DIRECTIONS:
Rewrite the material as a numbered list with blank lines removed, from its first line through the line holding "[106,87,221,136]", both included.

GIVEN INFORMATION:
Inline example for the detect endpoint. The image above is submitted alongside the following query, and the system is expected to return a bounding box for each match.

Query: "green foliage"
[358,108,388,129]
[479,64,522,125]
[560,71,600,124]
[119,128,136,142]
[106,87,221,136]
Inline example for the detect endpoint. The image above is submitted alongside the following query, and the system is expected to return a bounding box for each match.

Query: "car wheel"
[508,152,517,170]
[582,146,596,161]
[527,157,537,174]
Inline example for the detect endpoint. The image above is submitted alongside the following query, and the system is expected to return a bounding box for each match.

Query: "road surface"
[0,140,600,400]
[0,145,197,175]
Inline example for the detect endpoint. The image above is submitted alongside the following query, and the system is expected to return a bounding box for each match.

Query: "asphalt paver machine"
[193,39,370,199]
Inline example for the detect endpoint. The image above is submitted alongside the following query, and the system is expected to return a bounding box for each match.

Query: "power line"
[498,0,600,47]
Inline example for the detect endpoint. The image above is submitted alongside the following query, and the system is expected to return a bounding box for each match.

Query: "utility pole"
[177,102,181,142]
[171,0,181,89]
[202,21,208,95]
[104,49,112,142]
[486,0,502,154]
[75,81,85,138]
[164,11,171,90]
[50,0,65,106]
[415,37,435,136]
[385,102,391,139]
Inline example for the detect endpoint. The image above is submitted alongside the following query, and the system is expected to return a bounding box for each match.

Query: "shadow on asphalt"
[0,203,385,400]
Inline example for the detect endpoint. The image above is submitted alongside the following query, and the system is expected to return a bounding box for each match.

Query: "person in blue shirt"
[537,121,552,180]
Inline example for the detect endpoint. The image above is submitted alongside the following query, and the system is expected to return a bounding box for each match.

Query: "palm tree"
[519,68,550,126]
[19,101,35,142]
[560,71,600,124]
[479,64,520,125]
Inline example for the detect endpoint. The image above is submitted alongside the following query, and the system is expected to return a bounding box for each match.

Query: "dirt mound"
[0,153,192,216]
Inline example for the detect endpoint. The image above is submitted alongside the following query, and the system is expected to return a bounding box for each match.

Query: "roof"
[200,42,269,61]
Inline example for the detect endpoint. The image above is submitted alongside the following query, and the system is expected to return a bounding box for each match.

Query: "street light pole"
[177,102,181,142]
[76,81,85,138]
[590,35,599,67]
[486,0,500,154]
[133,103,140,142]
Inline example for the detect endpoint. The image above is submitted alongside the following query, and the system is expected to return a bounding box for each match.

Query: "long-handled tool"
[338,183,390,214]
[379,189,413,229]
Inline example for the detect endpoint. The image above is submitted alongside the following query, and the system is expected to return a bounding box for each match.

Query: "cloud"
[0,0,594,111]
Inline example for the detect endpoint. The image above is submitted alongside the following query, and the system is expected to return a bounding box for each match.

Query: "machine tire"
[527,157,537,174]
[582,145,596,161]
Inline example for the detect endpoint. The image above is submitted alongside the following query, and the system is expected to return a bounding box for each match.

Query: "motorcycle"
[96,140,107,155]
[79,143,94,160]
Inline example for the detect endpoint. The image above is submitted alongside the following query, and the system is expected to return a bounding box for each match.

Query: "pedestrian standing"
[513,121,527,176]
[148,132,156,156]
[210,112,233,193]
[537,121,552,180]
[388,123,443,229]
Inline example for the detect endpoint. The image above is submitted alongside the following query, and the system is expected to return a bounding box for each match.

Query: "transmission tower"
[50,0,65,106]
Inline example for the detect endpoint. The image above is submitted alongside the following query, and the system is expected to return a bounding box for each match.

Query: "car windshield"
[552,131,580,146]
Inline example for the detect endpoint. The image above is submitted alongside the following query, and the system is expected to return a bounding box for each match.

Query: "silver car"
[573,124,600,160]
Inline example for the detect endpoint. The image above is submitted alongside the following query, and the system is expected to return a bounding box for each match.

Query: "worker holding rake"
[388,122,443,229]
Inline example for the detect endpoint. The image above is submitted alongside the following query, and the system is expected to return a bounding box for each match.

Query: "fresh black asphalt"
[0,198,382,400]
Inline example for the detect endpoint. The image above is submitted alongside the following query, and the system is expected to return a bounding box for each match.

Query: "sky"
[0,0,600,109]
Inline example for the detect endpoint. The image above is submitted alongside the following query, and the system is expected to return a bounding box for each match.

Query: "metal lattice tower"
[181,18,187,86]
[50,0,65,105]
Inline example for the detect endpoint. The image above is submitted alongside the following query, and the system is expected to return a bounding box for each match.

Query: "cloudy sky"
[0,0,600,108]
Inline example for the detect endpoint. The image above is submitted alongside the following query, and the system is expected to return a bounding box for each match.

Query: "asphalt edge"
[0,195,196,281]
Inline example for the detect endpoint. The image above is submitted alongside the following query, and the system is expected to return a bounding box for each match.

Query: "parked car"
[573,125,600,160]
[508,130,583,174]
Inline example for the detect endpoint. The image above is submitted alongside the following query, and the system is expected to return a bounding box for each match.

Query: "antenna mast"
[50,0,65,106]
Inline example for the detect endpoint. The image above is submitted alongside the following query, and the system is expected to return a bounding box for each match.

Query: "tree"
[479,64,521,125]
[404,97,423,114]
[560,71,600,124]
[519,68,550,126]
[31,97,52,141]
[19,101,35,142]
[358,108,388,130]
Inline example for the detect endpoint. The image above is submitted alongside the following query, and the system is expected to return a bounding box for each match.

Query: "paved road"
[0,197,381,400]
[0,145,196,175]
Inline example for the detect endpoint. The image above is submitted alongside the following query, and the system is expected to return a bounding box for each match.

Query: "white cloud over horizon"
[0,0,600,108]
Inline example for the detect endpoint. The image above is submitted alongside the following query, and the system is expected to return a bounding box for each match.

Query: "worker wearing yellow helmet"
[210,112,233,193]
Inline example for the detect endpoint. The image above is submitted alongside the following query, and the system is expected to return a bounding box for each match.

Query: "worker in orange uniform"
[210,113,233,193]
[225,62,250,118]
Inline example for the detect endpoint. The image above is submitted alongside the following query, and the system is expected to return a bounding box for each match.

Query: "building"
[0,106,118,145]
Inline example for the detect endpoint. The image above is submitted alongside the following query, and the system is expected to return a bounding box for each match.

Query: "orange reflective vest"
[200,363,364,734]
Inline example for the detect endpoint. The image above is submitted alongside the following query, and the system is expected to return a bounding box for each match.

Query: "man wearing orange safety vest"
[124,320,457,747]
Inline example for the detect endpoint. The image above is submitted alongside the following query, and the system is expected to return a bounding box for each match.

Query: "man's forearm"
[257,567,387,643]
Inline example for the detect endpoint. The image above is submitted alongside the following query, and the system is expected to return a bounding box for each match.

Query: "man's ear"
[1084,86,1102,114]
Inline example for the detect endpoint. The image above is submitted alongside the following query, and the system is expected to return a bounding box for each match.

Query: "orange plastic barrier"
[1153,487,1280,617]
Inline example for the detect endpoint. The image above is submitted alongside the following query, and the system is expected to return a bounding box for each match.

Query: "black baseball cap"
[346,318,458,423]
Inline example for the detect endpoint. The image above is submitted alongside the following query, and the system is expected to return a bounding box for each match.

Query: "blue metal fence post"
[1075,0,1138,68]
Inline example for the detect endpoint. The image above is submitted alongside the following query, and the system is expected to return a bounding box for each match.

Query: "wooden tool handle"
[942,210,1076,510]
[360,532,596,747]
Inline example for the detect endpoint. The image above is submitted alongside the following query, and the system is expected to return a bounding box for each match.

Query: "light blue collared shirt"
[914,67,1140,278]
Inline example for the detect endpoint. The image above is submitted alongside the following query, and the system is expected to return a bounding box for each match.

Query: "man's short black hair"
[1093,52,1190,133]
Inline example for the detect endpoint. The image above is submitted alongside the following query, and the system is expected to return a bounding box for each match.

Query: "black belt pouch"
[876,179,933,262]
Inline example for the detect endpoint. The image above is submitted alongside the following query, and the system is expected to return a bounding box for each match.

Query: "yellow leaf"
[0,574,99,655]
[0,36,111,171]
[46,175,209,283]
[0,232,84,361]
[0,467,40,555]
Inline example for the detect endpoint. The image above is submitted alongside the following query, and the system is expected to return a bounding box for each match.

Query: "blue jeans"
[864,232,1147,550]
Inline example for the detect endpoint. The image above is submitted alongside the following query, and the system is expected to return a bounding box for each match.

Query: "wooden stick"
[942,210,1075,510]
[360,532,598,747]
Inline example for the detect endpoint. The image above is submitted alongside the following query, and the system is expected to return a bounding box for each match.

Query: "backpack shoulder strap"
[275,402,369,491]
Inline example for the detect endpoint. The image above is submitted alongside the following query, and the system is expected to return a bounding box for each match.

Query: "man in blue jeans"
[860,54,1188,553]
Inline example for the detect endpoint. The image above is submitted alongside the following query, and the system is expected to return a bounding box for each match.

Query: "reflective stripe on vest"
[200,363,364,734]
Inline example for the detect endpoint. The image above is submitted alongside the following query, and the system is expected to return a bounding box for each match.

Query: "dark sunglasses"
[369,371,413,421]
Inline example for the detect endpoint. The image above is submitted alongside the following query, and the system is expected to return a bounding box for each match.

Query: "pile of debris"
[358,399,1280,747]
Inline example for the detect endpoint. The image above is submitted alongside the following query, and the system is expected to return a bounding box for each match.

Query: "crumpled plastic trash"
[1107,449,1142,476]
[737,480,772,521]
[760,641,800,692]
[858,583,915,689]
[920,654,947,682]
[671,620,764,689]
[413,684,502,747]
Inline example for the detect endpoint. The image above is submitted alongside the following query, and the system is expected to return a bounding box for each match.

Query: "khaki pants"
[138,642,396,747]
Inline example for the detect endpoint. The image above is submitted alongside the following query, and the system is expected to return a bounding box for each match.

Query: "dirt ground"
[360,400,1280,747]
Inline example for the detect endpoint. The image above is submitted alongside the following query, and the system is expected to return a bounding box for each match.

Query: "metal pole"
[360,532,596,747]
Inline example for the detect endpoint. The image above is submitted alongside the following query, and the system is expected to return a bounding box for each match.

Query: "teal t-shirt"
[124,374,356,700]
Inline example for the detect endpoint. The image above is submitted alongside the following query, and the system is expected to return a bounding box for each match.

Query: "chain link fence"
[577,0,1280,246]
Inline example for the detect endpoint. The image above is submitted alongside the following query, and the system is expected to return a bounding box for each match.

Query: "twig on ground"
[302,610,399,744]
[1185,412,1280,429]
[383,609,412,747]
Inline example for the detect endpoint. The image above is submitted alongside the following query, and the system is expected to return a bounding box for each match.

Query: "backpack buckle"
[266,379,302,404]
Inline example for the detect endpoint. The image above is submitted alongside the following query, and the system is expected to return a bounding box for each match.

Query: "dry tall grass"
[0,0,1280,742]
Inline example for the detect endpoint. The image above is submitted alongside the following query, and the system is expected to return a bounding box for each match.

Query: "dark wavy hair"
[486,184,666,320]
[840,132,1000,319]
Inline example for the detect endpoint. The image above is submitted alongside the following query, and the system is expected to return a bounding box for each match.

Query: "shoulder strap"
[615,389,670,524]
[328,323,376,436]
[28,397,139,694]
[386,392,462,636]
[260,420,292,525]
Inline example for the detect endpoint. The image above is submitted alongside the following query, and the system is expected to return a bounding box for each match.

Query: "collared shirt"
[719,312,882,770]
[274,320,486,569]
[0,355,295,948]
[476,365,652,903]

FULL OUTPUT:
1. Inline example for the detect endpoint. The image above is submitted alongside the following query, and the system is expected to return a bounding box for each match.
2. Query: "green foliage"
3. [358,108,388,129]
4. [479,64,522,125]
5. [560,71,600,124]
6. [119,128,136,142]
7. [106,87,221,136]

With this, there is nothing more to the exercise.